What is asked: List every line in the entries below that contains the word "clear", and copy each of those lines in full. Uppercase and lowercase letters must match.
● ● ● ● ● ● ●
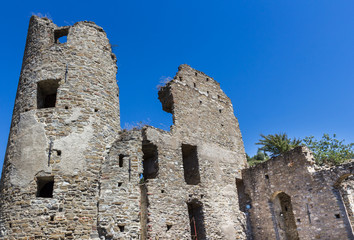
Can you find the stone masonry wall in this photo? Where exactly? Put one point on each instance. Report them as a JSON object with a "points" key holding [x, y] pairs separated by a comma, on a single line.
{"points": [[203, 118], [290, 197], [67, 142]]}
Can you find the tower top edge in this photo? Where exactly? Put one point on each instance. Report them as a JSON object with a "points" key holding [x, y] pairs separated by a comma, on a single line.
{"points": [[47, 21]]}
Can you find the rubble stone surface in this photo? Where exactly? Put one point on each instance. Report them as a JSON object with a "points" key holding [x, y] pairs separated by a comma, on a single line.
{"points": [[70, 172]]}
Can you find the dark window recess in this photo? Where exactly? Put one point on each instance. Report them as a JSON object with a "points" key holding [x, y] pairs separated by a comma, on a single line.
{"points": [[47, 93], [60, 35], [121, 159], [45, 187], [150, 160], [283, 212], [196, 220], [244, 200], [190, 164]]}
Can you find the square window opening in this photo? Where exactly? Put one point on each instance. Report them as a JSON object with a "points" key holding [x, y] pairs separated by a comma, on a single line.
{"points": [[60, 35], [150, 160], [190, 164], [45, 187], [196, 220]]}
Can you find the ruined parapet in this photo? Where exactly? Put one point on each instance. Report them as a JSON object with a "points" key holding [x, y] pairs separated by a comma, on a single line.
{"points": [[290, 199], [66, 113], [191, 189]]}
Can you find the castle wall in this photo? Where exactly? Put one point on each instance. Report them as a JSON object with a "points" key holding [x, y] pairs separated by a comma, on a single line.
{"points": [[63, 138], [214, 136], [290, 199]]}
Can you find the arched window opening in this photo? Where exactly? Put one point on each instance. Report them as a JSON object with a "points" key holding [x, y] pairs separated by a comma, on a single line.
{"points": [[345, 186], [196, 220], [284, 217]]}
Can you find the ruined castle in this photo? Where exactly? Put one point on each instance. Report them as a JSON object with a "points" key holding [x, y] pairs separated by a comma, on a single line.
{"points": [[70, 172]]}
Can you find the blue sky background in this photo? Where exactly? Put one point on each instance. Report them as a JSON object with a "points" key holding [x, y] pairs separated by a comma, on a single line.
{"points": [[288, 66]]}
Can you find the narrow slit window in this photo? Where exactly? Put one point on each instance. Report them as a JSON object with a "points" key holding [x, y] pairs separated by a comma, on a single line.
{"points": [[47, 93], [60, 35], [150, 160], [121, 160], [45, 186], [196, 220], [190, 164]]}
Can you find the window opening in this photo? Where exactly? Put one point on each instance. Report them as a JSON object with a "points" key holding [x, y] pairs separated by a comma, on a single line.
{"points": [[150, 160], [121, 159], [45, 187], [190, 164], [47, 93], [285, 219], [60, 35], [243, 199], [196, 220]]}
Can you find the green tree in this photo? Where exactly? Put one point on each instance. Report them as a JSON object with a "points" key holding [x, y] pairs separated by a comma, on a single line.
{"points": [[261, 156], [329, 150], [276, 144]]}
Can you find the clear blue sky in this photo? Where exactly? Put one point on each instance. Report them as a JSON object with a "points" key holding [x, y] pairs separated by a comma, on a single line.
● ● ● ● ● ● ●
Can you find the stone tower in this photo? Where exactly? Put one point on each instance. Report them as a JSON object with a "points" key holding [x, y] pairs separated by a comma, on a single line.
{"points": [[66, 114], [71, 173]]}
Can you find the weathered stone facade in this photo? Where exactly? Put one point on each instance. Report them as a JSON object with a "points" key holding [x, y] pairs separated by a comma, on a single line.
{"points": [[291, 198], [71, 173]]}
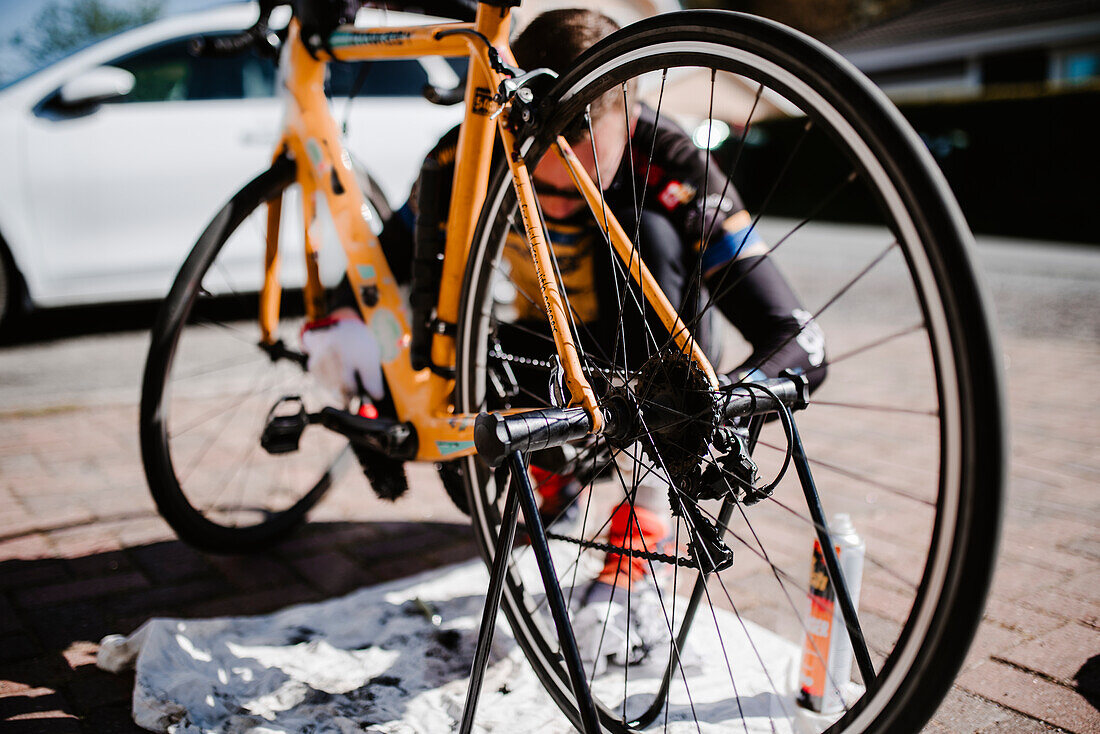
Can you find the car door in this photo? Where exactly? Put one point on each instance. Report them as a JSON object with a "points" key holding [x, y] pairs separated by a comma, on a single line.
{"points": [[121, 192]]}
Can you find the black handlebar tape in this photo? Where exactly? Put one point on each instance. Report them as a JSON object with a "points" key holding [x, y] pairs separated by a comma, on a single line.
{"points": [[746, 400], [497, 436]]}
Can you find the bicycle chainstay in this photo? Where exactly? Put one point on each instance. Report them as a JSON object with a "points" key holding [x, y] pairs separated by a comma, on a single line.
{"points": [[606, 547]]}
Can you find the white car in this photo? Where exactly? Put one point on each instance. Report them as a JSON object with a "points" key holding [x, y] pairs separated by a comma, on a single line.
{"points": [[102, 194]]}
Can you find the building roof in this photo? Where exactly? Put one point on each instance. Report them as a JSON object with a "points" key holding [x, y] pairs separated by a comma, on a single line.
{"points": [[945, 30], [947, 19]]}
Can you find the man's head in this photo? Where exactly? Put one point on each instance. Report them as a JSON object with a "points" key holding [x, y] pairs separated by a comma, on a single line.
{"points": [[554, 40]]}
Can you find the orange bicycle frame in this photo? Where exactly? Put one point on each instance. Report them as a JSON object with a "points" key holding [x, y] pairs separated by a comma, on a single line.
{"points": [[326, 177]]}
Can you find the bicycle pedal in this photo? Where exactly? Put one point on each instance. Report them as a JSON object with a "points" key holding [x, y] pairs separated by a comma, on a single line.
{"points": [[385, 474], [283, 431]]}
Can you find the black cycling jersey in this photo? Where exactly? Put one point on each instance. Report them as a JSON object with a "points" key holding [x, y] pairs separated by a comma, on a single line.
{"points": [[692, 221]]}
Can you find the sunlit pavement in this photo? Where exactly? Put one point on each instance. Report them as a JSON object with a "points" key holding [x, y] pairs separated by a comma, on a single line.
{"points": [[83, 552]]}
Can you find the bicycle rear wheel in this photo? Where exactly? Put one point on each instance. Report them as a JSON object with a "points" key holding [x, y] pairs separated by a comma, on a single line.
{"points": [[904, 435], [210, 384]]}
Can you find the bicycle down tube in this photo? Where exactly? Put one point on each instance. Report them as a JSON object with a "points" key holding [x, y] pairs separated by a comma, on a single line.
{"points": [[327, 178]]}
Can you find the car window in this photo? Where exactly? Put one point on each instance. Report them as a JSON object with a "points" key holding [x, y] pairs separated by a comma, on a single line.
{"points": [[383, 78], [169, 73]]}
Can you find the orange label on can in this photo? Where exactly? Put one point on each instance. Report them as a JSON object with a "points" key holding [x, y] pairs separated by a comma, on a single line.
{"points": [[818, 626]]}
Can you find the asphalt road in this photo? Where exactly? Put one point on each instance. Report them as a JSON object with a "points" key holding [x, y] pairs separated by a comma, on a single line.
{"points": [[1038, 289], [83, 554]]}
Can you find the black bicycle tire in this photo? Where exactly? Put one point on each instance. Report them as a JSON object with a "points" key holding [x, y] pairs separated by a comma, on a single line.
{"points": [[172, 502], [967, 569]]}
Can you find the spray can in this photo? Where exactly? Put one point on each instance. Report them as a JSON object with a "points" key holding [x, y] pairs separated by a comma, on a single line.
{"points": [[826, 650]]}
● ● ● ● ● ● ●
Final result:
Can you find the clear blue sky in this photo? Where exactly? Put one point on each instance. Report them as a JSON object with a "points" key holding [x, y] pairs separated by a comma, on a single line.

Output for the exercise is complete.